═══ Data provided

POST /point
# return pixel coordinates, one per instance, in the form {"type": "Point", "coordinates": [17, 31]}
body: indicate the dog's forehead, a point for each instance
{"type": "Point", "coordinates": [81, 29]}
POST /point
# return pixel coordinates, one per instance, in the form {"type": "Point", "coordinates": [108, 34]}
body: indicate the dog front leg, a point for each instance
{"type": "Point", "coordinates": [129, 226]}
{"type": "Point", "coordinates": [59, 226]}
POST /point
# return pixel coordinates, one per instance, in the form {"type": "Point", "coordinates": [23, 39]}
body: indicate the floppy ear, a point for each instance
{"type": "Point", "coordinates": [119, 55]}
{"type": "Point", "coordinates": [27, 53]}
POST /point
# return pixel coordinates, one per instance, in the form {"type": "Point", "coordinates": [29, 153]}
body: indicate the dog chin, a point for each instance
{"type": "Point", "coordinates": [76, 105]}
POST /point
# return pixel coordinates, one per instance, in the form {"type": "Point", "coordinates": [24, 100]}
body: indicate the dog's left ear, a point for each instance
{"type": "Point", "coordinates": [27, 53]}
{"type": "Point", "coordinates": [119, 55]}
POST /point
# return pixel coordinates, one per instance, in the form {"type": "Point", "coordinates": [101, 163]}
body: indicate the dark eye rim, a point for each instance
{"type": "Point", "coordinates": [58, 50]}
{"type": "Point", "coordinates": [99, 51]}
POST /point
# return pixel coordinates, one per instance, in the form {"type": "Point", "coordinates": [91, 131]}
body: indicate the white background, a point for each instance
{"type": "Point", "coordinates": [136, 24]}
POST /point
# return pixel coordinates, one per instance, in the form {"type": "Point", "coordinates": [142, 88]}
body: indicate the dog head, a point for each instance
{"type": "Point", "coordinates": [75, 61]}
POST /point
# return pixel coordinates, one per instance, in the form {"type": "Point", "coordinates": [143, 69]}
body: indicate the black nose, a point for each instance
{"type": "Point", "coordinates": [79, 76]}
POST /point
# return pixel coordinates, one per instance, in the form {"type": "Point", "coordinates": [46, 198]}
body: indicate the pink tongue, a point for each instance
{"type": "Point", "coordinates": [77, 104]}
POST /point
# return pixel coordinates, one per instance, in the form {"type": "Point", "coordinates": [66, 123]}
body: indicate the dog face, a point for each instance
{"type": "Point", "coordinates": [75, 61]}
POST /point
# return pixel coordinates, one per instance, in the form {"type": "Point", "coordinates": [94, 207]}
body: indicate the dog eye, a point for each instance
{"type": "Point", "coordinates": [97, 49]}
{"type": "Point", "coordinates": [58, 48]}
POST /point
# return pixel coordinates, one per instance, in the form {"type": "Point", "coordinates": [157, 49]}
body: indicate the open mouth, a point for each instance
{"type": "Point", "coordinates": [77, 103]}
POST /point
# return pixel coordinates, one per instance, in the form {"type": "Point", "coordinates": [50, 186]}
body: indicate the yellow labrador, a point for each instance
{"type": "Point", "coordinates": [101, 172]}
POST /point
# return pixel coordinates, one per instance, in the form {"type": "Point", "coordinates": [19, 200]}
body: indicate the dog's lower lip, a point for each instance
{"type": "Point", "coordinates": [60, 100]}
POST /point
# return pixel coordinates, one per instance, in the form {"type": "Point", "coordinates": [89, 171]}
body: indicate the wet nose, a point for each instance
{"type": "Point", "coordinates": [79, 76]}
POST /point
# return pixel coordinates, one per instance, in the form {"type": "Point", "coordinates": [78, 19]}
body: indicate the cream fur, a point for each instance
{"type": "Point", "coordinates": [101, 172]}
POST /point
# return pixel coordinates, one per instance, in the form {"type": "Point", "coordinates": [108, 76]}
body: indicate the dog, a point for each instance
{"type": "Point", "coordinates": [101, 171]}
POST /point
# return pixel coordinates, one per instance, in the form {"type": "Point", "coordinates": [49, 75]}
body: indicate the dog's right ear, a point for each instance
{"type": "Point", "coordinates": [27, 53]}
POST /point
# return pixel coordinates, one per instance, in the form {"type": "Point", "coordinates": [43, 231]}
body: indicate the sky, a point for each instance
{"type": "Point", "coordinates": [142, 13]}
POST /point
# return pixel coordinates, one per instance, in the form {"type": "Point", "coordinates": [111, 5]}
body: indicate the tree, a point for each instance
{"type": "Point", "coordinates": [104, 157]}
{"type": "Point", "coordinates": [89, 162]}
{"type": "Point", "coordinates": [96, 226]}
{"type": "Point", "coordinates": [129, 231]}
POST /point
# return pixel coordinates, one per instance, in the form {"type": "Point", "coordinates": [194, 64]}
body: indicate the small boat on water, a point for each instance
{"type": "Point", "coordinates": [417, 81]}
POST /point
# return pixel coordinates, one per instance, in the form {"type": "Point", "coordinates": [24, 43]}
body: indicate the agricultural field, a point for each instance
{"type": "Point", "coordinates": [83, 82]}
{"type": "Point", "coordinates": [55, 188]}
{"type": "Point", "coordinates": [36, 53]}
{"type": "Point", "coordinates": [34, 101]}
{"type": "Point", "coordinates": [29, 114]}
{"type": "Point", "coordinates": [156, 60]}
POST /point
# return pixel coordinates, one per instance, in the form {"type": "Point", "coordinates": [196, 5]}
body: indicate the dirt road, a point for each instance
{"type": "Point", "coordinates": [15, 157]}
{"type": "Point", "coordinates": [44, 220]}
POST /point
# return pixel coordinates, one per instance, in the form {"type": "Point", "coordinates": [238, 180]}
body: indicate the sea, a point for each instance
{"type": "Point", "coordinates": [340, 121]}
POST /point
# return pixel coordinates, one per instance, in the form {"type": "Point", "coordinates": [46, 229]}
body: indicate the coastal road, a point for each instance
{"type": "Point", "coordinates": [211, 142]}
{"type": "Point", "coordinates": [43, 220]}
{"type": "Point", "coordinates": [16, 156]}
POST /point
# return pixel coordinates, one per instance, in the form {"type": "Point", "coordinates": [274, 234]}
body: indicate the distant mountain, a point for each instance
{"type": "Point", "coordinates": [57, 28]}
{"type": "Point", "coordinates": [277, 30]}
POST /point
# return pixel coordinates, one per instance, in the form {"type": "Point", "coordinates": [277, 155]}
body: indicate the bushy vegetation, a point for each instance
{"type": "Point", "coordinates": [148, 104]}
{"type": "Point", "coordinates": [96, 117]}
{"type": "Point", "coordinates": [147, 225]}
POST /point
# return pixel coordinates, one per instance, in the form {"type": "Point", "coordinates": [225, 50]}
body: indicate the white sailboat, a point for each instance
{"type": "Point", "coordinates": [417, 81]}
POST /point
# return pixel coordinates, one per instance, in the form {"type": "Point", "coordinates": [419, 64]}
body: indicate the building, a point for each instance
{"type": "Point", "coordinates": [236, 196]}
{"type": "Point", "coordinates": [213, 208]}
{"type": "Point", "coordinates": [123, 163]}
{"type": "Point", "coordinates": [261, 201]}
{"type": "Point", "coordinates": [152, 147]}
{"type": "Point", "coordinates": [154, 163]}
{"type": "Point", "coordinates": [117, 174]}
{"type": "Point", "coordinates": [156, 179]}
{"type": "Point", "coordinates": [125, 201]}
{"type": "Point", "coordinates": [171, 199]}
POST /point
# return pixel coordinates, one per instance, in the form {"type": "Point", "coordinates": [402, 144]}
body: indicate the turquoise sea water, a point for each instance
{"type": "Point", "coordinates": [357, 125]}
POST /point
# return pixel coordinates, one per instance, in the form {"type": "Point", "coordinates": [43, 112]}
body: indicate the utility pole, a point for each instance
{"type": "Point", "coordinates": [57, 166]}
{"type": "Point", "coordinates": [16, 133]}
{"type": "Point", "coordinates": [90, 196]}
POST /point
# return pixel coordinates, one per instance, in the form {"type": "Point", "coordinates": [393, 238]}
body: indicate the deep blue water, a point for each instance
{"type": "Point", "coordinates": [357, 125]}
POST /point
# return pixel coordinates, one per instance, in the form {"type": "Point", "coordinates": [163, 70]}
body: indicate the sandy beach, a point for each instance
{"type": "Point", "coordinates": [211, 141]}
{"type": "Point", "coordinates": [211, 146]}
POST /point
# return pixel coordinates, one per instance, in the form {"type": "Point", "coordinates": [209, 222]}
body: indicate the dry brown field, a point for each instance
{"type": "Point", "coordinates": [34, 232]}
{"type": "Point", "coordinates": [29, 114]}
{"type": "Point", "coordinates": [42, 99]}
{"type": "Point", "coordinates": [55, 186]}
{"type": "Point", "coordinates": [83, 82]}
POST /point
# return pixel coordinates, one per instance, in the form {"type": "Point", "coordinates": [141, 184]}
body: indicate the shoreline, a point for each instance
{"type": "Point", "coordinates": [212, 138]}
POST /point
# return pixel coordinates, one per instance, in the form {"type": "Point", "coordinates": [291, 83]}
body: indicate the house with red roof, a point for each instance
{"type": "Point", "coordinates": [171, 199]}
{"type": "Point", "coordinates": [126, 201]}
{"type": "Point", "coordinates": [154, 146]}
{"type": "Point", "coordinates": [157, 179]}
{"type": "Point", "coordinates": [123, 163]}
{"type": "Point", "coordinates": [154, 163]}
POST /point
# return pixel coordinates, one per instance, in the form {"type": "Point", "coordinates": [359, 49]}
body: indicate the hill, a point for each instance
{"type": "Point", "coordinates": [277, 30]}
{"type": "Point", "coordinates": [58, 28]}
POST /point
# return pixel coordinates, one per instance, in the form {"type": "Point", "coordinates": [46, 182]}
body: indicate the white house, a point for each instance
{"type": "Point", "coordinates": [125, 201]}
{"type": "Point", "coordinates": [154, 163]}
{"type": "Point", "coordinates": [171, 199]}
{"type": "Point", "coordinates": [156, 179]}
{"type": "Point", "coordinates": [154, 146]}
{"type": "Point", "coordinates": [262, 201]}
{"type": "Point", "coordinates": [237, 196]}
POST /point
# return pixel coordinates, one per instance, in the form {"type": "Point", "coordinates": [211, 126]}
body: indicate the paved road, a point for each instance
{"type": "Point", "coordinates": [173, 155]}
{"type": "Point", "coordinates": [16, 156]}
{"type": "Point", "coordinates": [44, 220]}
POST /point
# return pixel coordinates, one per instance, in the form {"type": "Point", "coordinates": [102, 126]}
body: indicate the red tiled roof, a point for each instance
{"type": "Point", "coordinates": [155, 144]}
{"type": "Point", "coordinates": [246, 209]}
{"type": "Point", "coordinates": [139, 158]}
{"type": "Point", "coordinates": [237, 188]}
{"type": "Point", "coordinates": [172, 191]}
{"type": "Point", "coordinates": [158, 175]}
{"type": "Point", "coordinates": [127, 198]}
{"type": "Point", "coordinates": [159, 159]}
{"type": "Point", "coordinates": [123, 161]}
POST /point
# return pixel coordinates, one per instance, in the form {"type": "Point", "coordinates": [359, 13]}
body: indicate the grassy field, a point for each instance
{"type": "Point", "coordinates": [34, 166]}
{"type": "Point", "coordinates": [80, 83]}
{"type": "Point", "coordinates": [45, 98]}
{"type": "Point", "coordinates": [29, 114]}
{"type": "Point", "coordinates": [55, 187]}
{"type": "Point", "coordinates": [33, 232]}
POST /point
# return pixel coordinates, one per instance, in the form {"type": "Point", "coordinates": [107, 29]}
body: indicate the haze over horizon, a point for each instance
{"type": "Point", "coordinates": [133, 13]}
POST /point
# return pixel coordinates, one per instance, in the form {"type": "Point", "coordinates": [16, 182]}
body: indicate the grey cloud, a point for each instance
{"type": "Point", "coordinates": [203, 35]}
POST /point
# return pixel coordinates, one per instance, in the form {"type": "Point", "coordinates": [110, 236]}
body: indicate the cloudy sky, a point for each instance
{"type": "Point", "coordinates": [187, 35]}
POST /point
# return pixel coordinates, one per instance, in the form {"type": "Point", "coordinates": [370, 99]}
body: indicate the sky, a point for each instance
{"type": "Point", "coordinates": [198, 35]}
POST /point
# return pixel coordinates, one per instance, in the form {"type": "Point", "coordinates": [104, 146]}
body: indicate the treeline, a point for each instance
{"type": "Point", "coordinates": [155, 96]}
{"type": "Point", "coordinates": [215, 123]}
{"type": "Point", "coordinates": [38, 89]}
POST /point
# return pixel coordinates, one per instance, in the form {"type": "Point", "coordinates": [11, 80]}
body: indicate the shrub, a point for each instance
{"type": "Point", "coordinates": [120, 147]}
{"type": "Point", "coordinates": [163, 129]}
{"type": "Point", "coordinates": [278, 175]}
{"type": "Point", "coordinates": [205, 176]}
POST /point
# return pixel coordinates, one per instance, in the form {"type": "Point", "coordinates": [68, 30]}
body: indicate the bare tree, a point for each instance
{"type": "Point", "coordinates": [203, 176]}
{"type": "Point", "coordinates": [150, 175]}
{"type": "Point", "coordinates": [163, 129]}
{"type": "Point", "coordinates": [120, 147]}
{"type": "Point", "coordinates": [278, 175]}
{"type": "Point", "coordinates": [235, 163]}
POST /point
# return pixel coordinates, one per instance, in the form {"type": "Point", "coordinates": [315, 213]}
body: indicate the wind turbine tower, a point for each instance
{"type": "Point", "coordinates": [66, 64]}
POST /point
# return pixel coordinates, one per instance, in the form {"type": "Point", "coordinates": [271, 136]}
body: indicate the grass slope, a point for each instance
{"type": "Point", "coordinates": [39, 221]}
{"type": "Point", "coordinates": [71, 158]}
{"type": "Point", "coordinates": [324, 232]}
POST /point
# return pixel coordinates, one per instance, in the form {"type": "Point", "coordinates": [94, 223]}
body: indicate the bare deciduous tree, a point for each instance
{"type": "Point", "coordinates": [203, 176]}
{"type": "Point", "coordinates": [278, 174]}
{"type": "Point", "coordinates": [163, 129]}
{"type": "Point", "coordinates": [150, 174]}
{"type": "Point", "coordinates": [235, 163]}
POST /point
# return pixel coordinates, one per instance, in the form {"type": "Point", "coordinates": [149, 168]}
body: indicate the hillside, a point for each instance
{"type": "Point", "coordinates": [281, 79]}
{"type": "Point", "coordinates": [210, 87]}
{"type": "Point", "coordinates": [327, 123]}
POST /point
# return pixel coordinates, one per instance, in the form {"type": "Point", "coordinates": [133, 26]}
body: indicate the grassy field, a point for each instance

══════

**Problem details:** Please write out exactly the line containing "body: indicate the bare deciduous" and every line after it through the end of the records, nothing more.

**Your solution:**
body: indicate the bare deciduous tree, a point for each instance
{"type": "Point", "coordinates": [203, 176]}
{"type": "Point", "coordinates": [278, 174]}
{"type": "Point", "coordinates": [163, 129]}
{"type": "Point", "coordinates": [150, 174]}
{"type": "Point", "coordinates": [235, 163]}
POST /point
# return pixel coordinates, one per instance, in the form {"type": "Point", "coordinates": [149, 168]}
body: indicate the hillside, a point for each instance
{"type": "Point", "coordinates": [281, 79]}
{"type": "Point", "coordinates": [210, 87]}
{"type": "Point", "coordinates": [327, 123]}
POST /point
# return pixel coordinates, one per instance, in the form {"type": "Point", "coordinates": [133, 26]}
body: indicate the grassy field, a point for each instance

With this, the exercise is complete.